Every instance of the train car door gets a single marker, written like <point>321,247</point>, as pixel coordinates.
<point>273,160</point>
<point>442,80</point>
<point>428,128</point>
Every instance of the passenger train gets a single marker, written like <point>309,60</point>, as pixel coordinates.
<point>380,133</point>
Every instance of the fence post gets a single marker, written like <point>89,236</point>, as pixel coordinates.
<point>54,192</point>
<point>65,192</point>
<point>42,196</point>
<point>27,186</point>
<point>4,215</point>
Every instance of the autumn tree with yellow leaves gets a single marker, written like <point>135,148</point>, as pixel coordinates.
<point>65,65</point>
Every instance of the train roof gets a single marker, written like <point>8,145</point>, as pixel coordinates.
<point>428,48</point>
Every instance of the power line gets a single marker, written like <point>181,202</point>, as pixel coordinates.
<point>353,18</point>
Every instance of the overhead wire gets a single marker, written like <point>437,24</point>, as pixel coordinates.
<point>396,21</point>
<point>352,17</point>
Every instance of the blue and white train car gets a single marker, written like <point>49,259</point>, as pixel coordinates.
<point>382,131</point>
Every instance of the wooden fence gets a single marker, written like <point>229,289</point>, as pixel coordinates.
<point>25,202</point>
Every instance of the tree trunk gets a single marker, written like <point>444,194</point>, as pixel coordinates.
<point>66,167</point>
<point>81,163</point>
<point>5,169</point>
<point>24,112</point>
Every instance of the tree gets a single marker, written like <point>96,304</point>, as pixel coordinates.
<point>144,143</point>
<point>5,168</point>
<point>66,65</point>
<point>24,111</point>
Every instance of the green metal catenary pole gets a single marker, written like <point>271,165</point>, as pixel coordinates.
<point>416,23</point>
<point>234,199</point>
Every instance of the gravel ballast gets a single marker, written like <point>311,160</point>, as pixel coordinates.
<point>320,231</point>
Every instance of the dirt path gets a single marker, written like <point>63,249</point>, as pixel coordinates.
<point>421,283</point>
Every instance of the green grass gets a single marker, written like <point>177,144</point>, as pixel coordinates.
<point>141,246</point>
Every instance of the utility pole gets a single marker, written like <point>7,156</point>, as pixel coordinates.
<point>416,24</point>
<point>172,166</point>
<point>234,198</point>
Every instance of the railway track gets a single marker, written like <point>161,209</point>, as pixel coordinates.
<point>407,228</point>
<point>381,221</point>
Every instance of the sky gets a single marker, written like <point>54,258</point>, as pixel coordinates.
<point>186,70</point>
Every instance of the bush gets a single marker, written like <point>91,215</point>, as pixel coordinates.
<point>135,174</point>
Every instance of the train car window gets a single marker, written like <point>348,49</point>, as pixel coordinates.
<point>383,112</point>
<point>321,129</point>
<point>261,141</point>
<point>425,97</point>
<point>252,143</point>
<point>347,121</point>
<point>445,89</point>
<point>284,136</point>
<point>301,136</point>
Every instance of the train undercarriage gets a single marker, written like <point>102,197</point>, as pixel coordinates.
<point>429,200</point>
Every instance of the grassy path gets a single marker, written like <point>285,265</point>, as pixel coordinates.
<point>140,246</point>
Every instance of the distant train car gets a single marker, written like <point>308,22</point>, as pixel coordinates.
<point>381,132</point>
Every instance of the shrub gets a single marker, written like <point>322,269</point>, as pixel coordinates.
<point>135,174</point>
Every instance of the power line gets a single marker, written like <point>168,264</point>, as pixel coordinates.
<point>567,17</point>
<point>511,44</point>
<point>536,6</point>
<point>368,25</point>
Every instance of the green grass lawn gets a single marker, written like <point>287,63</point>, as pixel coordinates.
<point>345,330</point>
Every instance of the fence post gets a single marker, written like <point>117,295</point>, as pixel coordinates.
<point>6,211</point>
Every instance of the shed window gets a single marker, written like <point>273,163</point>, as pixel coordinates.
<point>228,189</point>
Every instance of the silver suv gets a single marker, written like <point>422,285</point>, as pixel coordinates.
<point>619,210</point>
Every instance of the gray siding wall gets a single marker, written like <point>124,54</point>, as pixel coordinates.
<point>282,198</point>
========
**WHAT YOU HAVE TO DO**
Print the whole listing above again, word for word, without changing anything.

**THE COMPLETED TASK**
Every instance of the train car door gets a single marker, written like <point>321,247</point>, as pixel coordinates.
<point>273,160</point>
<point>442,80</point>
<point>428,128</point>
Every instance of the passenger train gets a single marker, written like <point>309,60</point>, as pixel coordinates.
<point>380,133</point>
Every instance of the fence post gets a single marker, written like <point>89,236</point>, as pixel coordinates.
<point>54,192</point>
<point>65,192</point>
<point>42,196</point>
<point>27,186</point>
<point>4,215</point>
Every instance of the autumn tree with yellow leaves gets a single marker, written like <point>135,148</point>, as pixel coordinates.
<point>65,65</point>
Every instance of the train roof gets a single marker, written like <point>8,145</point>, as pixel coordinates.
<point>428,48</point>
Every instance of the power line gets a single marker, written like <point>181,202</point>, as pixel coordinates.
<point>353,18</point>
Every instance of the overhead wire gets a single marker, written like <point>437,24</point>, as pixel coordinates.
<point>396,21</point>
<point>352,17</point>
Every instance of the blue and white train car gets a single marker, written like <point>49,259</point>, as pixel coordinates.
<point>382,131</point>
Every instance of the wooden fence gets a single marker, written like <point>229,289</point>, as pixel coordinates.
<point>25,202</point>
Every instance of the tree trunk gets a single marker, written like <point>444,194</point>, as pixel coordinates.
<point>66,167</point>
<point>81,163</point>
<point>5,169</point>
<point>24,112</point>
Every instance of the tree gets a single marker, written like <point>96,304</point>, as pixel coordinates.
<point>144,143</point>
<point>5,168</point>
<point>66,65</point>
<point>24,111</point>
Every instance of the green metal catenary pole gets a single marker, written like <point>271,165</point>, as pixel coordinates.
<point>416,23</point>
<point>234,199</point>
Every instance of the gravel ballast gets a single marker, written like <point>311,160</point>, as pixel coordinates.
<point>320,231</point>
Every instance of the dirt path gets a single marker, written like <point>63,249</point>, as pixel coordinates.
<point>421,283</point>
Every instance of the green grass gets a single marker, written like <point>177,144</point>, as pixel coordinates.
<point>141,246</point>
Every instance of the utility pole gets a single marker, written like <point>7,156</point>, as pixel coordinates.
<point>416,24</point>
<point>172,166</point>
<point>234,198</point>
Every instance of the railway track gets a single marker, written like <point>161,209</point>, as pixel coordinates.
<point>407,228</point>
<point>381,221</point>
Every instance of the sky gets a single marker, written like <point>54,258</point>, as pixel coordinates.
<point>186,70</point>
Every instance of the bush gets a single marker, written like <point>91,215</point>, as pixel coordinates.
<point>135,174</point>
Every instance of the train car window gets a single marker, written like <point>348,49</point>, as pixel coordinates.
<point>383,112</point>
<point>321,129</point>
<point>261,141</point>
<point>425,97</point>
<point>252,143</point>
<point>347,121</point>
<point>445,89</point>
<point>284,136</point>
<point>301,136</point>
Every instance of the train undercarriage gets a single marker, written like <point>102,197</point>, as pixel coordinates.
<point>429,200</point>
Every instance of the grassy path gets a single marker, written like <point>285,265</point>, as pixel coordinates.
<point>140,246</point>
Every instance of the distant train car gets a single marker, written like <point>308,22</point>, as pixel coordinates.
<point>381,132</point>
Every instance of the shrub gets a single marker, written like <point>322,269</point>, as pixel coordinates.
<point>135,174</point>
Every instance of the power line gets a single marker, written like <point>168,264</point>, as pixel coordinates.
<point>567,17</point>
<point>511,44</point>
<point>536,6</point>
<point>368,25</point>
Every instance of the green grass lawn gets a single marker, written like <point>287,63</point>, as pixel coordinates.
<point>345,330</point>
Every instance of the fence post gets a single marker, written like <point>117,295</point>, as pixel coordinates.
<point>6,211</point>
Every instance of the shed window gets a single marker, written like <point>273,163</point>, as pixel coordinates.
<point>228,189</point>
Every instance of the silver suv gets a single marker, written like <point>422,285</point>, as pixel coordinates.
<point>619,210</point>
Every instance of the gray siding wall gets a single marker, written like <point>124,54</point>, as pixel coordinates.
<point>282,198</point>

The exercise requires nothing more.